**Exercise**. Transcribe each line exactly.

**Dataset**.
______

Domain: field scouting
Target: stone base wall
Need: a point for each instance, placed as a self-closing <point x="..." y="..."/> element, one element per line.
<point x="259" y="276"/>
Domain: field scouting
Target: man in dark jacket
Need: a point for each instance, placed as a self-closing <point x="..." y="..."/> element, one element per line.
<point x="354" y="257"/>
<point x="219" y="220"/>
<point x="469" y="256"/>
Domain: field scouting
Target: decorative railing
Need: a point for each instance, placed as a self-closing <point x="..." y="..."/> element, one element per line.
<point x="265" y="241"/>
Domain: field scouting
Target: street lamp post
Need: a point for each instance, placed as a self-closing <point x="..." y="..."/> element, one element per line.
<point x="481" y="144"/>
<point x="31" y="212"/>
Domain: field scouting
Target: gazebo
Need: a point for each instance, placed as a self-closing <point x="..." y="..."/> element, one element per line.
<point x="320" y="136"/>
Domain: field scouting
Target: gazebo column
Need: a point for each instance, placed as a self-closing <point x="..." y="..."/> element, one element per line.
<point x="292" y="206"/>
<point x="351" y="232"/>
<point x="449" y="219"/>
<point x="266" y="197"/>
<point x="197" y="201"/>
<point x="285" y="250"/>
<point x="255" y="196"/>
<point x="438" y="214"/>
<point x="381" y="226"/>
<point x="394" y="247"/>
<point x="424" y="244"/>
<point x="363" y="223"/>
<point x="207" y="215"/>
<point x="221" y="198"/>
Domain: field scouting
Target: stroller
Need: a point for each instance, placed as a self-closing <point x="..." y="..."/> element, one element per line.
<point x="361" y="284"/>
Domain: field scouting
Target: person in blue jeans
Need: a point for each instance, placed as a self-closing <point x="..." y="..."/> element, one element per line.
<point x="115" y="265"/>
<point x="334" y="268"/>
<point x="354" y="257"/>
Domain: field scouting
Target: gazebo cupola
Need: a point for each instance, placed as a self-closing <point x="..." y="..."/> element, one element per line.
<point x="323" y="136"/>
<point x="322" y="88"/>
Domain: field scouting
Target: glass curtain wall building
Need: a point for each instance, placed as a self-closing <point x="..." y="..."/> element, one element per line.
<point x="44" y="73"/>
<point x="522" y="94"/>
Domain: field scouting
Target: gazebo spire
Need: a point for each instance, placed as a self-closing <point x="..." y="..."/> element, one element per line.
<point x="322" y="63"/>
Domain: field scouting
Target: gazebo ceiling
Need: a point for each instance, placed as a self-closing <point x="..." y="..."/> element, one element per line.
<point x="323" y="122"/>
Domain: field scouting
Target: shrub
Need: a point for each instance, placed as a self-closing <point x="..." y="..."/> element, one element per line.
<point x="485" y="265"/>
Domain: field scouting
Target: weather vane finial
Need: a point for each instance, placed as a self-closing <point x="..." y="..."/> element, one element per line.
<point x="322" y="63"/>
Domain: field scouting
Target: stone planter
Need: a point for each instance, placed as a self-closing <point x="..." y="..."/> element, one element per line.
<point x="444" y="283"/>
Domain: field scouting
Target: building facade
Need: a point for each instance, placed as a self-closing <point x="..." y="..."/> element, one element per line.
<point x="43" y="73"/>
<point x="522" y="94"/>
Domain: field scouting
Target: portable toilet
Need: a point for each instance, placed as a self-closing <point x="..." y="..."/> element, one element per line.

______

**In response**.
Domain: field scouting
Target: stone base wall
Need: a point for each instance, placed as a self-closing <point x="..." y="..."/> element, one element per line.
<point x="259" y="276"/>
Domain: field scouting
Target: man in dark jacket
Need: a point for each instance, placed as a self-closing <point x="..." y="..."/> element, one element per line.
<point x="354" y="257"/>
<point x="219" y="220"/>
<point x="469" y="256"/>
Domain: field scouting
Target: decorative railing
Need: a point for each instance, placed as a self-closing <point x="..." y="..."/> element, one element per line.
<point x="265" y="241"/>
Domain: field scouting
Target: street lamp post
Need: a point for each instance, placed as a self-closing <point x="..." y="..."/> element, one element per line.
<point x="481" y="144"/>
<point x="31" y="212"/>
Domain: field scouting
Target: gazebo
Need: a point for each instance, placed as a self-closing <point x="..." y="..."/> element, one element per line.
<point x="320" y="136"/>
Domain: field scouting
Target: gazebo column
Need: a point for each instance, placed as a self-closing <point x="..." y="..."/> element, one element per line.
<point x="292" y="206"/>
<point x="351" y="232"/>
<point x="449" y="219"/>
<point x="266" y="197"/>
<point x="197" y="201"/>
<point x="285" y="250"/>
<point x="255" y="196"/>
<point x="438" y="214"/>
<point x="381" y="226"/>
<point x="394" y="247"/>
<point x="424" y="244"/>
<point x="363" y="223"/>
<point x="207" y="215"/>
<point x="221" y="198"/>
Domain: field scouting
Target: stroller
Need: a point for each instance, placed as a self-closing <point x="..." y="..."/> element, one element per line.
<point x="361" y="284"/>
Domain: field scouting
Target: person in blue jeans
Need: a point for each instance, placed as a self-closing <point x="..." y="..."/> element, one element per line.
<point x="115" y="265"/>
<point x="334" y="268"/>
<point x="354" y="257"/>
Domain: field scouting
Target: gazebo cupola
Need: a point for each instance, placed as a self-closing <point x="..." y="..."/> element, one element per line.
<point x="323" y="136"/>
<point x="322" y="88"/>
Domain: field scouting
Target: glass curtain wall building
Need: a point for each instance, placed as a self-closing <point x="..." y="..."/> element, one element per line.
<point x="44" y="73"/>
<point x="522" y="94"/>
Domain: field scouting
Target: gazebo spire
Need: a point for each instance, placed as a self-closing <point x="..." y="..."/> element, one element per line.
<point x="322" y="63"/>
Domain: field scouting
Target: gazebo ceiling
Need: a point for each instance, placed as a self-closing <point x="..." y="..."/> element, one element per line.
<point x="323" y="122"/>
Domain: field scouting
Target: shrub
Need: a point for each instance, placed as a self-closing <point x="..." y="..."/> element, one element per line.
<point x="485" y="265"/>
Domain: field scouting
Target: weather vane finial
Need: a point for each instance, placed as a self-closing <point x="..." y="..."/> element, one element per line.
<point x="322" y="63"/>
Domain: field scouting
Target: stone planter
Need: a point for each instance, placed as a self-closing <point x="..." y="..."/> element, one element per line.
<point x="444" y="283"/>
Domain: field scouting
Target: building facade
Need: a point for each instance, placed as a self-closing <point x="..." y="..."/> element, one element per line.
<point x="43" y="73"/>
<point x="522" y="94"/>
Domain: field scouting
Target: portable toilet
Need: a point for each instance, placed as a self-closing <point x="..." y="..."/> element, one element per line.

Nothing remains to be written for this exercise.